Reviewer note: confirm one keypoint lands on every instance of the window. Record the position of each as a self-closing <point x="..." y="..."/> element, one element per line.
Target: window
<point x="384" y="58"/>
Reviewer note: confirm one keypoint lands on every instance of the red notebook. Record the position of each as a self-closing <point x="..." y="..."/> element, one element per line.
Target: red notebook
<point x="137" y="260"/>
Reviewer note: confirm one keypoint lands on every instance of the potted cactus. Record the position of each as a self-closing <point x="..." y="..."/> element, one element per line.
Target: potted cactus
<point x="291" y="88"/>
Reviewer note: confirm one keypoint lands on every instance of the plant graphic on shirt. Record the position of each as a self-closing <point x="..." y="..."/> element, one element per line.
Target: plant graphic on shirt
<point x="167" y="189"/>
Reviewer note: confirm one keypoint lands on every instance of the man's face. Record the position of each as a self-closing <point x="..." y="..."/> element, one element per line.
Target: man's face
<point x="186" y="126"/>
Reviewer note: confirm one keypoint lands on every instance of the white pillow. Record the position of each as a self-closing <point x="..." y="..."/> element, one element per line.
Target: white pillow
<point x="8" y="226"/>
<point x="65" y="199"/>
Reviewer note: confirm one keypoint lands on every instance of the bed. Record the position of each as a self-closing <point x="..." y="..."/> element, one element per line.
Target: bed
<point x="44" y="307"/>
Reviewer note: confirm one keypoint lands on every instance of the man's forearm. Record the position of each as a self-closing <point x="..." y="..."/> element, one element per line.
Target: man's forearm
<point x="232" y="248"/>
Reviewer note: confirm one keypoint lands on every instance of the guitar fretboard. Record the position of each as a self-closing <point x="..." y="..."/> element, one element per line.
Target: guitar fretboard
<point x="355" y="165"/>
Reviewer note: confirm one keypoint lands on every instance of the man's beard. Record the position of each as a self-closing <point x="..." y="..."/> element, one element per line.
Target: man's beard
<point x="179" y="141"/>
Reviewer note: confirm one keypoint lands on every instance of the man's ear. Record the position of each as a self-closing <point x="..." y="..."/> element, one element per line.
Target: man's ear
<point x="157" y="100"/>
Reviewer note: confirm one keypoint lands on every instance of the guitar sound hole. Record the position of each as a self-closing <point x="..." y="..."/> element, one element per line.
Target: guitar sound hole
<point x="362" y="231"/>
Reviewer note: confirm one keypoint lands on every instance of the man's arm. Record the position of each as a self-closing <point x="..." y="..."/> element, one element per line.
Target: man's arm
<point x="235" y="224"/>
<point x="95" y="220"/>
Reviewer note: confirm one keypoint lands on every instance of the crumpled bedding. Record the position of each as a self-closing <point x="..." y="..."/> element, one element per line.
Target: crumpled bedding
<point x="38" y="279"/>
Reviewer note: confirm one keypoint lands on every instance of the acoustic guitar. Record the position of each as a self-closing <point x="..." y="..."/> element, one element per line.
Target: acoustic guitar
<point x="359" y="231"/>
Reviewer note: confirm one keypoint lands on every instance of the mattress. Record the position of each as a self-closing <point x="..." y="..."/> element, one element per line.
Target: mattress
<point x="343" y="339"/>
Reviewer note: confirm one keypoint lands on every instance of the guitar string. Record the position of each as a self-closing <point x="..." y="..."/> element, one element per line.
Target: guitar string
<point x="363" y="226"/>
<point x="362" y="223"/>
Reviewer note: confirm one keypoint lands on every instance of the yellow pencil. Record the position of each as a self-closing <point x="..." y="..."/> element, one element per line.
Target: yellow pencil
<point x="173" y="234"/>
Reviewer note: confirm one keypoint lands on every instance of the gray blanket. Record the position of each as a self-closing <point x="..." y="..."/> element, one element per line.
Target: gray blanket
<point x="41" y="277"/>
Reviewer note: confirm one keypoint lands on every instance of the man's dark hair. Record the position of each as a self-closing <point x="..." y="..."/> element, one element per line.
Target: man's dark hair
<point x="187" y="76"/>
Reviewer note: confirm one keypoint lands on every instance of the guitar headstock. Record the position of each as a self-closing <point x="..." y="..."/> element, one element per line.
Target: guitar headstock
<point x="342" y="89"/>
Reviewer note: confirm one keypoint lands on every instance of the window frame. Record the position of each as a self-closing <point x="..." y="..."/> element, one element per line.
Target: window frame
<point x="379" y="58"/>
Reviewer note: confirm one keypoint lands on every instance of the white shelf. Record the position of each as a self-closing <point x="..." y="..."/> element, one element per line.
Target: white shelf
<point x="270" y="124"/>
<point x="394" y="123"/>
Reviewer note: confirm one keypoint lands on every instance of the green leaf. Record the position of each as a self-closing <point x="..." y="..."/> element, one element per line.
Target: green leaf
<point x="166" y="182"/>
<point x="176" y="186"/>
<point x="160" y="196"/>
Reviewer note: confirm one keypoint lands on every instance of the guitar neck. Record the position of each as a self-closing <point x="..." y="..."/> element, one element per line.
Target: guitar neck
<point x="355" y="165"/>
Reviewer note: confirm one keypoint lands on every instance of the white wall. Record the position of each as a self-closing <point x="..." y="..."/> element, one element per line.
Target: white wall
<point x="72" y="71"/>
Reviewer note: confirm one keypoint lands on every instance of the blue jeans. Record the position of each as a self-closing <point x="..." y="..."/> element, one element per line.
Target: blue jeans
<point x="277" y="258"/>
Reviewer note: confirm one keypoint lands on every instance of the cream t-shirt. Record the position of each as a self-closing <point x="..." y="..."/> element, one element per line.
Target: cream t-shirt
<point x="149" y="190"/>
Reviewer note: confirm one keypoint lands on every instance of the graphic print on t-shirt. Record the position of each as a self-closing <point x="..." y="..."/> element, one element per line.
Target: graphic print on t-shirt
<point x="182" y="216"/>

Required task
Reproduce precisely the span of lines that begins at the line containing "of the blue" and ends with the last line of the listing.

Task output
Reviewer note: confirm one keypoint lands on every instance of the blue jeans. Record the position of each as a self-closing <point x="..." y="..."/> element, one element per line.
Target: blue jeans
<point x="277" y="258"/>
Reviewer note: confirm one keypoint lands on every instance of the cream t-shirt. Record the position of each as a self-closing <point x="..." y="..."/> element, one element per line.
Target: cream t-shirt
<point x="149" y="190"/>
Reviewer note: confirm one keypoint lands on every instance of the graphic print on t-shirt. Record the position of each as a self-closing <point x="..." y="..."/> element, one element per line.
Target: graphic print on t-shirt
<point x="182" y="216"/>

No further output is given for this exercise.